### What the task requires
Reproduce every one of the records below line for line, leaving the wording, numbers, and punctuation unchanged.

### Given data
▬▬▬▬▬▬▬▬▬▬

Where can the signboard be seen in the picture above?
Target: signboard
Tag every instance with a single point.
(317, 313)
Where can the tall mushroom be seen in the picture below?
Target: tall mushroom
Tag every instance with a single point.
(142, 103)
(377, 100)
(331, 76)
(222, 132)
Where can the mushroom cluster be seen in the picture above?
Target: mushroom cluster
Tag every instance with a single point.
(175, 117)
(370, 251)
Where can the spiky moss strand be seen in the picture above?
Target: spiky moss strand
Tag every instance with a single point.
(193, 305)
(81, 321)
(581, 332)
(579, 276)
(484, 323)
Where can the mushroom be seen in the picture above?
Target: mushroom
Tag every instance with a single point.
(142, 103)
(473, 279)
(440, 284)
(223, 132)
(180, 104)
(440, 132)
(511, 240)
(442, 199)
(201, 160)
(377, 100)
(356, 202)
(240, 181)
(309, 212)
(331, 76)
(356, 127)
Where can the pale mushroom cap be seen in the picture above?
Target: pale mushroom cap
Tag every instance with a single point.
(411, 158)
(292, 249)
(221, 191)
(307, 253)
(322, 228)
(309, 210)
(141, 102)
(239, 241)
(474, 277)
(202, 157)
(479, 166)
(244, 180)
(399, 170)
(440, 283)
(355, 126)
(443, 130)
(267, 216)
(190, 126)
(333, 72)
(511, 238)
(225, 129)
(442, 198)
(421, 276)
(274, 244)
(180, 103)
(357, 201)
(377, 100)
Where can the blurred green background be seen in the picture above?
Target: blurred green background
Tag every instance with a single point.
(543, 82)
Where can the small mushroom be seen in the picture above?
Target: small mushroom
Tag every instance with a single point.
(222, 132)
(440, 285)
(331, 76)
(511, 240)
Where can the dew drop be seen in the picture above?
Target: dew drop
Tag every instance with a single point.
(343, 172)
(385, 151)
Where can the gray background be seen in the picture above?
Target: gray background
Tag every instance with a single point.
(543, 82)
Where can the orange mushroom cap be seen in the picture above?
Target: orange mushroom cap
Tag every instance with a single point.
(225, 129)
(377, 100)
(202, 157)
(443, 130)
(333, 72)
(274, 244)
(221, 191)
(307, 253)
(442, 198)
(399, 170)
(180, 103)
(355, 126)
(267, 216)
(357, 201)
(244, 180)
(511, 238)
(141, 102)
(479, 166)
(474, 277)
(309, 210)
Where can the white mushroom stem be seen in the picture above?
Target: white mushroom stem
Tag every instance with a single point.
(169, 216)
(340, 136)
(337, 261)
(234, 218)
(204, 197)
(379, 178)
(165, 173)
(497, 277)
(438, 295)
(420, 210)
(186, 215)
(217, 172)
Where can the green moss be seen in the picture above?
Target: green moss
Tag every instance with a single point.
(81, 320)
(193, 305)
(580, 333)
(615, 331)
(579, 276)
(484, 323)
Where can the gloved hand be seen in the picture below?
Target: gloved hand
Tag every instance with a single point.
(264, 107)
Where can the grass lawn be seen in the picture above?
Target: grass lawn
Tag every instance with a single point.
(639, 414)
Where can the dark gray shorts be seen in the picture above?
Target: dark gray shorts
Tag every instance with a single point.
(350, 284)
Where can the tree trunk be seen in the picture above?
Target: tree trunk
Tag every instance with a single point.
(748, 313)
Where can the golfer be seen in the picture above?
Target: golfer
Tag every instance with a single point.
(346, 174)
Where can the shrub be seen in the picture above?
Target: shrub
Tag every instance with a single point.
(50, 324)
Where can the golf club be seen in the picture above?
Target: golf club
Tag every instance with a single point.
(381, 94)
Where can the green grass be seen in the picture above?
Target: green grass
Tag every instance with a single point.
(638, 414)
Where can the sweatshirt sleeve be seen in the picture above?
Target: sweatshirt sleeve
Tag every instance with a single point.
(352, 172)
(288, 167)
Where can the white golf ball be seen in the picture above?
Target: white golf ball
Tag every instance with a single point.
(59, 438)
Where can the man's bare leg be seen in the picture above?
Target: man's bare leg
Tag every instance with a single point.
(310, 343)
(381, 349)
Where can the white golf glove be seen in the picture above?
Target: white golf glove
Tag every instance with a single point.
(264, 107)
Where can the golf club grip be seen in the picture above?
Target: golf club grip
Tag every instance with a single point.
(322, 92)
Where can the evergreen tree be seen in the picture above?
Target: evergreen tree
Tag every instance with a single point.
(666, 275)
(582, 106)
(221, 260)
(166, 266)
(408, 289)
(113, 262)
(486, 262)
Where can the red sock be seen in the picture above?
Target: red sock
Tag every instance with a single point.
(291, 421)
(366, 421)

▬▬▬▬▬▬▬▬▬▬

### Output
Where can the signboard be seen in the picture above?
Target: signboard
Tag every instance with a single point.
(317, 313)
Where can the tall mushroom be seen in the picture below?
Target: tall mushroom
Tag every instance with a single point.
(142, 103)
(377, 100)
(331, 76)
(222, 132)
Where can the mushroom cluster be seen in the picture above?
Target: mushroom cluster
Tag every instance with a single point.
(175, 117)
(370, 251)
Where can the spiky moss strand be seen in the picture above?
Target: spiky moss strand
Tag every instance with a single point.
(193, 305)
(81, 321)
(581, 332)
(579, 276)
(484, 323)
Where can the mushroom be seen in the picture above?
Target: mushroom
Tag every instance with a single point.
(142, 103)
(473, 279)
(440, 284)
(223, 132)
(180, 104)
(440, 132)
(511, 240)
(442, 199)
(201, 160)
(377, 100)
(356, 202)
(240, 181)
(309, 212)
(331, 76)
(356, 127)
Where can the pale mushroom cap be seen in the picture above?
Target: pale mushroom cap
Tag every instance with a single point.
(411, 158)
(292, 249)
(221, 191)
(307, 253)
(322, 228)
(309, 210)
(141, 102)
(239, 241)
(474, 277)
(202, 157)
(479, 166)
(244, 180)
(399, 170)
(440, 283)
(355, 126)
(443, 130)
(267, 216)
(190, 126)
(333, 72)
(511, 238)
(225, 129)
(442, 198)
(421, 276)
(274, 244)
(180, 103)
(357, 201)
(377, 100)
Where can the blurred green background be seen in the picture above?
Target: blurred green background
Tag every instance with a single point.
(543, 82)
Where can the small mushroom be seen in the picture above?
Target: small mushroom
Tag every instance with a single point.
(222, 132)
(440, 285)
(331, 76)
(511, 240)
Where can the dew drop be seen in the picture above?
Target: dew drop
Tag every instance with a single point.
(343, 172)
(385, 151)
Where can the gray background be seen in the picture above?
Target: gray background
Tag every instance with a single point.
(543, 82)
Where can the orange mushroom cap be seen in the picture above?
Target: orange mushroom cap
Tag every instance with a single point.
(225, 129)
(377, 100)
(202, 157)
(443, 130)
(333, 72)
(274, 244)
(221, 191)
(307, 253)
(442, 198)
(399, 170)
(180, 103)
(355, 126)
(267, 216)
(357, 201)
(244, 180)
(511, 238)
(141, 102)
(479, 166)
(474, 277)
(309, 210)
Where can the white mushroom stem be seen in the picture above?
Target: white mushroom stem
Tag every instance with a single point.
(169, 216)
(340, 136)
(337, 261)
(234, 218)
(204, 197)
(379, 178)
(165, 173)
(497, 277)
(438, 295)
(420, 210)
(186, 215)
(217, 172)
Where can the green moss be seen in the picture above?
Target: green moss
Tag every instance with a single point.
(81, 320)
(193, 305)
(580, 333)
(615, 331)
(579, 276)
(484, 323)
Where can the gloved hand be seen in the picture below?
Target: gloved hand
Tag every instance with a single point.
(264, 107)
Where can the grass lawn be seen in the picture above?
Target: grass lawn
Tag every instance with a single point.
(639, 414)
Where can the dark gray shorts be seen in the picture above?
Target: dark gray shorts
Tag every instance with a single point.
(350, 284)
Where can the tree trunk be seen in the picture above?
Target: tree trunk
Tag every instance with a single point.
(748, 313)
Where can the golfer be seen in the picture above?
Target: golfer
Tag every instance with a single point.
(346, 174)
Where can the shrub be seen in the picture above?
Target: shrub
Tag every instance with a single point.
(50, 324)
Where can the golf club be seen in the picture above?
Target: golf club
Tag every instance with a single point.
(381, 94)
Where can the green grass be seen in the picture above?
Target: green grass
Tag every instance with a single point.
(638, 414)
Where can the sweatshirt sleeve be seen in the picture above?
Target: sweatshirt sleeve
Tag every instance with a single point.
(352, 172)
(288, 167)
Where can the white golf ball be seen in the picture above?
Target: white golf ball
Tag every instance with a single point.
(59, 438)
Where can the man's bare leg be seen in the picture above?
Target: man's bare leg
Tag every instance with a single point.
(310, 343)
(381, 349)
Where can the white golf glove be seen in the picture above?
Target: white golf glove
Tag every instance with a single point.
(264, 107)
Where can the golf club grip be seen in the picture above?
Target: golf club grip
Tag every instance with a single point.
(322, 92)
Where can the evergreen tree be seen in the picture above?
Target: evergreen tree
Tag every instance with a single point.
(666, 275)
(582, 106)
(221, 260)
(166, 266)
(408, 289)
(113, 262)
(486, 262)
Where can the red sock be seen in the picture above?
Target: red sock
Tag every instance with a single point.
(291, 421)
(366, 421)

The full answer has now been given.